╭──

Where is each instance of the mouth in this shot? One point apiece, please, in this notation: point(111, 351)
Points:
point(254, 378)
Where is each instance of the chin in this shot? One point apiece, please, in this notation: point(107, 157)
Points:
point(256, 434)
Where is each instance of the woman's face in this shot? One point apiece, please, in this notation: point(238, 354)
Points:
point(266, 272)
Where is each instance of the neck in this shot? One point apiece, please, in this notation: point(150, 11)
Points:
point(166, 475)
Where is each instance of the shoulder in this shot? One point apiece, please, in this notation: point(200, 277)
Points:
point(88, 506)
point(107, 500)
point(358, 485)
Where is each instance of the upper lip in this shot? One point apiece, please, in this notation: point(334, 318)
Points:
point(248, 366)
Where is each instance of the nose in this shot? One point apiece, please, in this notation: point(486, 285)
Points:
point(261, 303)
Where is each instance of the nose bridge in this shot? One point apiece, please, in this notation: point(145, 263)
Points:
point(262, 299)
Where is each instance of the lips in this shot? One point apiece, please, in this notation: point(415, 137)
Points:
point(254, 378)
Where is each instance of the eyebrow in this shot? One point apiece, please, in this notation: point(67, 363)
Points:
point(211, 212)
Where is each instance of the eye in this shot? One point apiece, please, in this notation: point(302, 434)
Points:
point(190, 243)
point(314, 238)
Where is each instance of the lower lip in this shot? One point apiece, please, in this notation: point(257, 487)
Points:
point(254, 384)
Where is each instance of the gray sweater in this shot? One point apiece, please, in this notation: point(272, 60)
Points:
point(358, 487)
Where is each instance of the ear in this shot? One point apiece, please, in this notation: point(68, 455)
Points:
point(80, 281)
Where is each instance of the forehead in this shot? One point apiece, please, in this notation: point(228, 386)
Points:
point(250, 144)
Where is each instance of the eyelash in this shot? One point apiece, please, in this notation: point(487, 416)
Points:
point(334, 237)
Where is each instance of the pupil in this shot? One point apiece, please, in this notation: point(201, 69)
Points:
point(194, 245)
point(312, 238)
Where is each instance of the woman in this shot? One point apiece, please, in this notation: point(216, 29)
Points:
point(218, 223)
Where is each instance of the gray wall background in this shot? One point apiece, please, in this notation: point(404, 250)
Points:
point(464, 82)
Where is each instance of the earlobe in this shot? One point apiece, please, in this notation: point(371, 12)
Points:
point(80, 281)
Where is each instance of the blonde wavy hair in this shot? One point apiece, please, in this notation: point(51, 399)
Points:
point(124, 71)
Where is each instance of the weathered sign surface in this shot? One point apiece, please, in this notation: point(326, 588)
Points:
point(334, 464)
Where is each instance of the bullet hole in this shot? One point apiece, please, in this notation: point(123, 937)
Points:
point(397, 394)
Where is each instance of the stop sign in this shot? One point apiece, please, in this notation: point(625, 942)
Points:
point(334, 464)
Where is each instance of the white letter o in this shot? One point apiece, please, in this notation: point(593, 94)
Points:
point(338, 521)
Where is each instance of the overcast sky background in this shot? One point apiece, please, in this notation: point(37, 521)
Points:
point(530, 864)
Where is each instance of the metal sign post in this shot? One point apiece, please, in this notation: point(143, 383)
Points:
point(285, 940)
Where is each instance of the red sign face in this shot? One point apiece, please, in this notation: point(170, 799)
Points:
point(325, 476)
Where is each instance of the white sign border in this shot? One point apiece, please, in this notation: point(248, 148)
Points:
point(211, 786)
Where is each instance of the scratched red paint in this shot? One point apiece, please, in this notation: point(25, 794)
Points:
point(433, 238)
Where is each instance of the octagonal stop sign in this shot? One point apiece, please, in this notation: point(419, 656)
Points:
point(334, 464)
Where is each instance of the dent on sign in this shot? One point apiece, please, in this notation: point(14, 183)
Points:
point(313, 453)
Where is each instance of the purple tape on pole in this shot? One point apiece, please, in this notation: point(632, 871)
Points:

╰──

▸ **CONSEGNA**
Riporta le righe comprese tra quella che contiene "Where is each instance of the woman's" e quella che contiene "point(266, 272)", estremi inclusi, sostituendo "woman's face" con "girl's face" e lasciando invariato tutto il resto.

▸ **SOLUZIONE**
Where is each instance of the girl's face in this shot? One point apiece, please, in this notation: point(238, 354)
Points:
point(266, 272)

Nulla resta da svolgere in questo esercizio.